* REQUIRED TASK 1 *
From the coffee bean thread, extract word for word the passage that begins at the words "Yes three days" and stops after "do like it.".

* DOCUMENT TEXT *
# So I purchased these beans fro HasBean, first time external from a supermarket.



## RagingMammoth (Sep 21, 2013)

http://www.hasbean.co.uk/collections/top-sellers/products/costa-rica-finca-de-licho-yellow-honey-vila-sarchi

They are only 3 days old, but they lacked...flavour. I prepared using a clever coffee dripper, and a medium coarse grind. 270 grams of water, to 18 grams of bean.

I have an AeroPress and a pour over at my disposal which I can test later, but at the moment I'm fairly concerned. I tried these beans yesterday and they where near undrinkable, so at least they have improved slightly. Do you think it's too early? help!


----------



## Wobin19 (Mar 19, 2013)

Yes three days is way too early. I have had these beans, but direct from Hasbean. I left 'em 10 days and they were great for espresso. Its not a heavy coffee, but certainly not lacking.


----------



## Kyle548 (Jan 24, 2013)

This coffee has a small body and very few notes, but it has a shining core of honey.

I find to get the most out of the honey you have to play around with the ballance alot...

It's certainly a little tricky to get the most out of this coffee, but I do like it.

Try it in a V60, as I think thats what the guys at HB had in mind for this and you have that added bit of extra control if you have a proper way of pouring.


----------



## Anthorn (Sep 14, 2013)

* REQUIRED TASK 2 *
Update the records starting at the line that has "Target: washing machine drum" and continuing through the end of the records. Swap "washing machine drum" for "dryer drum", leave everything else unchanged, and give back only those lines.

* GIVEN RECORDS *

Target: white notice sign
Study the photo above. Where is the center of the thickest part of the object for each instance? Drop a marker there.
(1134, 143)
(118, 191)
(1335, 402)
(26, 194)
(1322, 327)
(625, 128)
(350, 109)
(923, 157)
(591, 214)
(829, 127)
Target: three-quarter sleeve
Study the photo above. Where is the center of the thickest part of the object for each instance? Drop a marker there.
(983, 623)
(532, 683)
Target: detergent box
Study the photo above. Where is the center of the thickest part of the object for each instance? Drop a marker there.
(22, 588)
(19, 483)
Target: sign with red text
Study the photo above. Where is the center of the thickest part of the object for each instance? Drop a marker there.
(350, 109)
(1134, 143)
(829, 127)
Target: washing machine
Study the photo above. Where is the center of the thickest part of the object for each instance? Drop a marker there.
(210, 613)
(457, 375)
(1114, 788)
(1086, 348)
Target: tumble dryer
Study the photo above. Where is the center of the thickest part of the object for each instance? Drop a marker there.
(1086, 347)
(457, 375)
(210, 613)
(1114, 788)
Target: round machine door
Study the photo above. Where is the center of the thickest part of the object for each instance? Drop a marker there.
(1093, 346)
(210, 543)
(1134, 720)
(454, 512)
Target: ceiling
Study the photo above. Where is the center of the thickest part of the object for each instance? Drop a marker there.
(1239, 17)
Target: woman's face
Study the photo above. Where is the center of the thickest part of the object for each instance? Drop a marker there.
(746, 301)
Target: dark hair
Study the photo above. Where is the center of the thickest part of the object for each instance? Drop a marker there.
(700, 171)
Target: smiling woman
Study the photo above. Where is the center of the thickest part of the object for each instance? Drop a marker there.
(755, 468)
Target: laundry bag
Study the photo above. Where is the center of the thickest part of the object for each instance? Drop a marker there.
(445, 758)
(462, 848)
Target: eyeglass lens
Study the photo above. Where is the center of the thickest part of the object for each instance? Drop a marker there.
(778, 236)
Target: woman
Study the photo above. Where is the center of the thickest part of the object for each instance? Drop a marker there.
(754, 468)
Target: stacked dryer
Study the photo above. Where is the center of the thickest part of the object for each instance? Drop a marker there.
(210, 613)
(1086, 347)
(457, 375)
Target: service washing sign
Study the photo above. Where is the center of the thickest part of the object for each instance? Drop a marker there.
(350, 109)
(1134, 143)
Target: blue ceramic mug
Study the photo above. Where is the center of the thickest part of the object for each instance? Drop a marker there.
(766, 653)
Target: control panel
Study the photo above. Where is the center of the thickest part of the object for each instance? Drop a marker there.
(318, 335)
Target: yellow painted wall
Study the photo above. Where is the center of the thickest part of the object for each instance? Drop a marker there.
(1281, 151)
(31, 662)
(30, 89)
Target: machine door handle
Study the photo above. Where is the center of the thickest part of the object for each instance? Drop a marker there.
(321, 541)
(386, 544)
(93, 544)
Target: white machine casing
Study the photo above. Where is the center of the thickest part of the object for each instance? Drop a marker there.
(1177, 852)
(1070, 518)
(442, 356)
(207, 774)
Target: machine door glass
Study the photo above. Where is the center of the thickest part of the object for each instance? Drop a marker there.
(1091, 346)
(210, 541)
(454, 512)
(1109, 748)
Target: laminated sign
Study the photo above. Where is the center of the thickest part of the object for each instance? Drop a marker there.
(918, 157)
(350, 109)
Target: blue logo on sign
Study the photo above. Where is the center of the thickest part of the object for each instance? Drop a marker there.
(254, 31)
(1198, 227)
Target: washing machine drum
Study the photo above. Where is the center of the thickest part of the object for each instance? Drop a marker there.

* EXERCISE ANSWER 1 *
Yes three days is way too early. I have had these beans, but direct from Hasbean. I left 'em 10 days and they were great for espresso. Its not a heavy coffee, but certainly not lacking.


----------



## Kyle548 (Jan 24, 2013)

This coffee has a small body and very few notes, but it has a shining core of honey.

I find to get the most out of the honey you have to play around with the ballance alot...

It's certainly a little tricky to get the most out of this coffee, but I do like it.

* EXERCISE ANSWER 2 *
Target: dryer drum
Study the photo above. Where is the center of the thickest part of the object for each instance? Drop a marker there.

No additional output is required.